> PARTS OF THE EXERCISE
(a) According to the Halobacterium salinarum genome summary, how many strains had their genomes characterized?
(b) Carry on the Halobacterium salinarum genome summary from where it stops.

> EXTRACT TO READ
Genomic analysis of heavy metal-resistant Halobacterium salinarum isolated from Sfax solar saltern sediments

Authors: BAATI, HOUDA - University Of Sfax; SIALA, MARIEM - University Of Sfax; AZRI, CHAFAI - University Of Sfax; AMMAR, EMNA - University Of Sfax; Dunlap, Christopher; TRIGUI, MOHAMED - University Of Sfax

Submitted to: Extremophiles
Publication Type: Peer Reviewed Journal
Publication Acceptance Date: 6/30/2022
Publication Date: 7/16/2022
Citation: Baati, H., Siala, M., Azri, C., Ammar, E., Dunlap, C.A., Trigui, M. 2022. Genomic analysis of heavy metal-resistant Halobacterium salinarum isolated from Sfax solar saltern sediments. Extremophiles. 26. Article 25. https://doi.org/10.1007/s00792-022-01273-0.
DOI: https://doi.org/10.1007/s00792-022-01273-0

Interpretive Summary: An ARS researcher from Peoria, IL, collaborated with scientists from a University in Tunisia to characterize the genomes of five strains of Halobacterium salinarum. The strains of Halobacterium salinarum were isolated from a high salt environment and shown to have heavy metal tolerance. Understanding how microbes survive in extreme environments can lead us to the develop strategies that allow agriculturally important microbes and plants to adapt to these conditions. High salt contamination is a significant problem worldwide in irrigated agricultural lands. The current study explored the genomes of these strains to identify genes associated with stress tolerance. The results showed that these strains contained multiple copies of genes associated with tolerance to salt and heavy metals. These results will be used to guide further studies on how these strains adapt to high salt and heavy metal ion conditions.

> DATASET EXCERPT
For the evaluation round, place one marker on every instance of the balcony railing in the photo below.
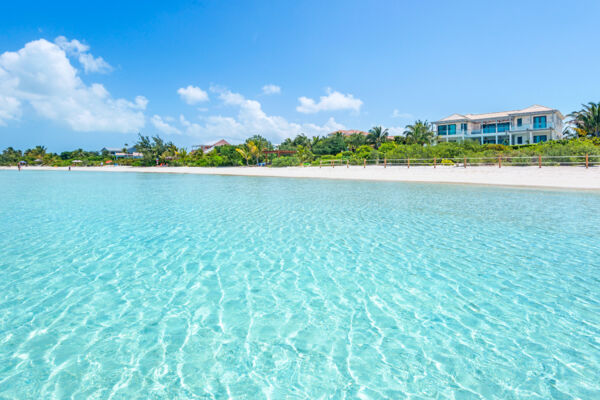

> TASK ANSWERS
(a) Five strains of Halobacterium salinarum.

(b)
Technical Abstract: The draft genome sequences of five archaeal strains, isolated from Sfax solar saltern sediments and affiliated with Halobacterium salinarum, were analyzed in order to reveal their adaptive strategies to live in hypersaline environments polluted with heavy metals. The genomes of the strains (named AS1, AS2, AS8, AS11, and AS19) are found to contain 2,060,688; 2,467,461; 2,236,624; 2,432,692; and 2,428,727 bp respectively, with a G+C content of 65.5, 66.0, 67.0, and 66.2%. The majority of these genes (43.69-55.65%) are annotated as hypothetical proteins. Growth under osmotic stress is possible by genes coding for potassium uptake, sodium efflux, and kinases, as well as stress proteins, DNA repair systems, and proteasomal components. These strains harbor many genes responsible for metal transport/resistance such as: copper-translocating P-type ATPases, ABC transporter, and cobalt-zinc-cadmium resistance protein. Additionally, detoxification enzymes and secondary metabolites are also identified. The results show strain AS1, compared to the other strains, is more adapted to heavy metals and may be used in the bioremediation of multi-metal contaminated environments. This study highlights the presence of several commercially valuable bioproducts (carotenoids, retinal proteins, exopolysaccharide, stress proteins, squalene, and siderophores) and enzymes (protease, sulfatase, phosphatase, phosphoesterase, and chitinase) that can be used in many industrial applications.